> [RAW RECORDS]:
*****

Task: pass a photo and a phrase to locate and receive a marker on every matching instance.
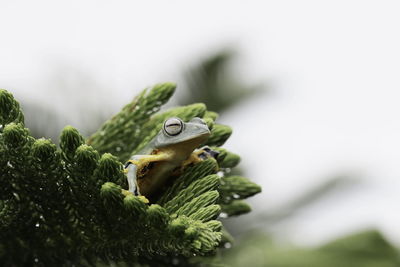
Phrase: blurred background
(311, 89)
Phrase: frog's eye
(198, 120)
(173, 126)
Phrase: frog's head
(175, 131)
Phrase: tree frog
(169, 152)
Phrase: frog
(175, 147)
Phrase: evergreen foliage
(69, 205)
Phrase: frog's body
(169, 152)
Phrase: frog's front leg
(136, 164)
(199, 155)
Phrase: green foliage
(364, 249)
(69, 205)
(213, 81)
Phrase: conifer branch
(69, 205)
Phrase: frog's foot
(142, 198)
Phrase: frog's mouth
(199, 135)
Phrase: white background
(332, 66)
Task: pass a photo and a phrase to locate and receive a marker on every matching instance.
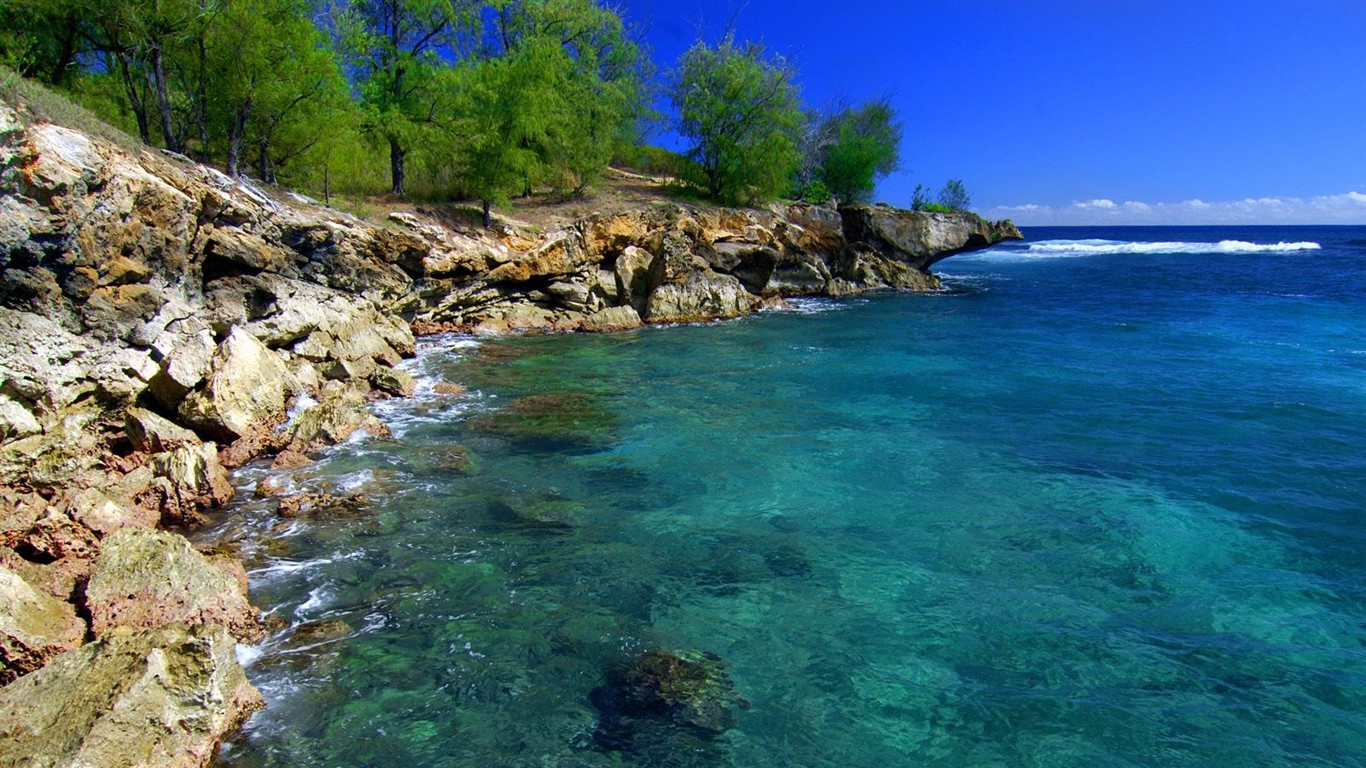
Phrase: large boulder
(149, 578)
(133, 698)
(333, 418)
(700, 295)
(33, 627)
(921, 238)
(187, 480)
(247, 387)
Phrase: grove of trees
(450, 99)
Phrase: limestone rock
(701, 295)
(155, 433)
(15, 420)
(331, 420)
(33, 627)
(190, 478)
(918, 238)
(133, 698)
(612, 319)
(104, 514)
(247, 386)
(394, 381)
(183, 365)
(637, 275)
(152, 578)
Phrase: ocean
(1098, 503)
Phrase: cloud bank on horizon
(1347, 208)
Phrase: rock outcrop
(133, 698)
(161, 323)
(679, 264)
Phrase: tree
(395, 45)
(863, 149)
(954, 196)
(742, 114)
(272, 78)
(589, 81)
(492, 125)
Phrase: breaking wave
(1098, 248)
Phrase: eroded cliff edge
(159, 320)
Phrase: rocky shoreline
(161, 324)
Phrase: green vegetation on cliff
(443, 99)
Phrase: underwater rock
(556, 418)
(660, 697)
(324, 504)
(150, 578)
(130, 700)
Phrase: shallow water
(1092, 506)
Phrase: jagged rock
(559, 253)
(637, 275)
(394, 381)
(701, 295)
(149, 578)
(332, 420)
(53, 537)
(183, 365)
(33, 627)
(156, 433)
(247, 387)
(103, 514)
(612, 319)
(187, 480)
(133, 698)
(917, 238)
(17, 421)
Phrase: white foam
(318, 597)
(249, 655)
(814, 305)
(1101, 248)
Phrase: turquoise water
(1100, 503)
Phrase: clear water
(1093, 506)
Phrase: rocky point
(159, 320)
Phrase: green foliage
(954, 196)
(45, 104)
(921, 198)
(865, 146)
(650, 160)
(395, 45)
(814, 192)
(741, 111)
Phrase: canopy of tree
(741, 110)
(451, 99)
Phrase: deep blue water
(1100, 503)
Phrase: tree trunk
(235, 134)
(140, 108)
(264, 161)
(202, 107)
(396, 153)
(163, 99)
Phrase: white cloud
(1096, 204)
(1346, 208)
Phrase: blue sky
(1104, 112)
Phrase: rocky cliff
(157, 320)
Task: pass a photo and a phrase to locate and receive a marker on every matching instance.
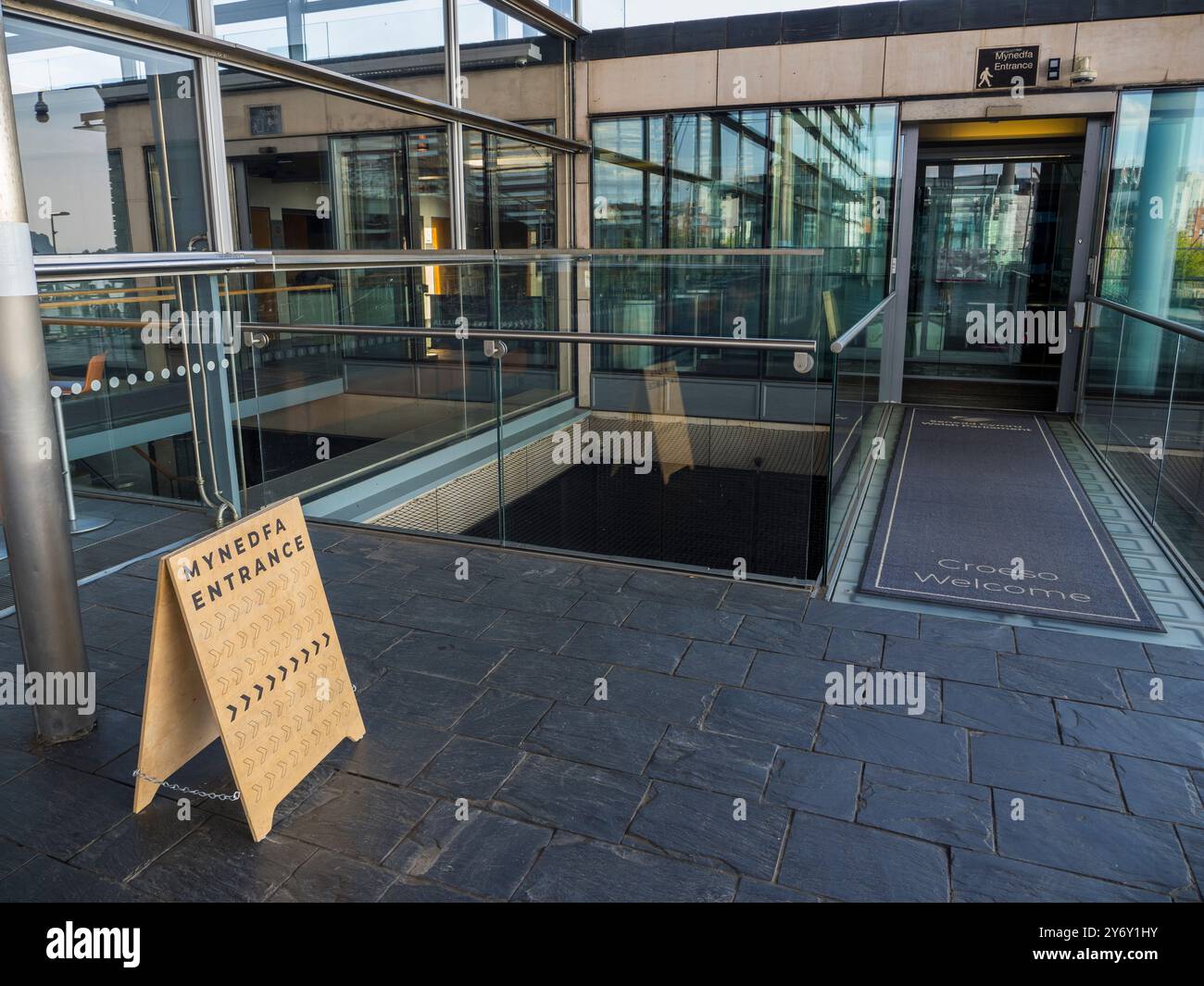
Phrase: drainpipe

*****

> [PROBLEM DETAILS]:
Print every item above word for word, and leave the pictures out.

> [OUTPUT]:
Task: pass a photo and a phrase to locate and receive a marker on every matching instance.
Phrase: blurred background
(311, 89)
Phrase: frog's eye
(198, 120)
(173, 126)
Phrase: frog's head
(175, 131)
Phrase: tree frog
(169, 152)
Phrase: frog
(175, 147)
Phrase: evergreen foliage
(69, 205)
Phrase: frog's body
(169, 152)
Phrase: frog's front leg
(136, 164)
(199, 155)
Phrase: green foliage
(364, 249)
(69, 205)
(213, 81)
Phrase: conifer branch
(69, 205)
Phrase: frog's foot
(142, 198)
Phrase: frog's mouth
(199, 135)
Phrase: white background
(332, 66)
Task: pass a photo and a phrase to locate and receive a marker on every matching instance.
Phrase: large boulder
(149, 578)
(133, 698)
(333, 418)
(700, 295)
(33, 627)
(921, 238)
(187, 480)
(247, 387)
Phrase: grove of trees
(450, 99)
Phrase: limestone rock
(701, 295)
(155, 433)
(15, 420)
(331, 420)
(33, 627)
(190, 478)
(918, 238)
(133, 698)
(612, 319)
(104, 514)
(247, 386)
(394, 381)
(183, 365)
(637, 275)
(152, 578)
Phrase: ocean
(1098, 503)
Phrase: cloud bank on horizon
(1347, 208)
Phrase: rock outcrop
(133, 698)
(161, 323)
(679, 264)
Phrase: tree
(395, 45)
(863, 149)
(954, 196)
(742, 114)
(272, 78)
(589, 81)
(492, 125)
Phrase: breaking wave
(1098, 248)
Phrase: eroded cliff edge
(159, 320)
Phrase: rocky shoreline
(161, 324)
Phrase: green vegetation on cliff
(443, 99)
Phrase: underwater rock
(556, 418)
(660, 697)
(324, 504)
(150, 578)
(130, 700)
Phrase: shallow water
(1092, 506)
Phrase: jagged rock
(559, 253)
(637, 275)
(394, 381)
(701, 295)
(149, 578)
(332, 420)
(53, 537)
(183, 365)
(33, 627)
(156, 433)
(247, 387)
(103, 514)
(612, 319)
(187, 480)
(133, 698)
(917, 238)
(17, 421)
Phrase: white foam
(318, 597)
(249, 655)
(814, 305)
(1101, 248)
Phrase: turquoise water
(1100, 503)
Phrase: clear water
(1093, 506)
Phrase: rocky point
(159, 320)
Phrase: green foliage
(954, 196)
(45, 104)
(921, 198)
(865, 146)
(650, 160)
(395, 45)
(814, 192)
(741, 111)
Phrase: canopy of tree
(741, 110)
(451, 99)
Phrase: deep blue water
(1100, 503)
Phrase: tree trunk
(235, 134)
(140, 108)
(264, 161)
(202, 107)
(396, 153)
(163, 99)
Phrase: white cloud
(1096, 204)
(1346, 208)
Phrase: blue sky
(1104, 112)
Phrase: rocky cliff
(157, 320)
Task: pass a photo and a phrase to locate and receive a marker on every matching instance.
Phrase: drainpipe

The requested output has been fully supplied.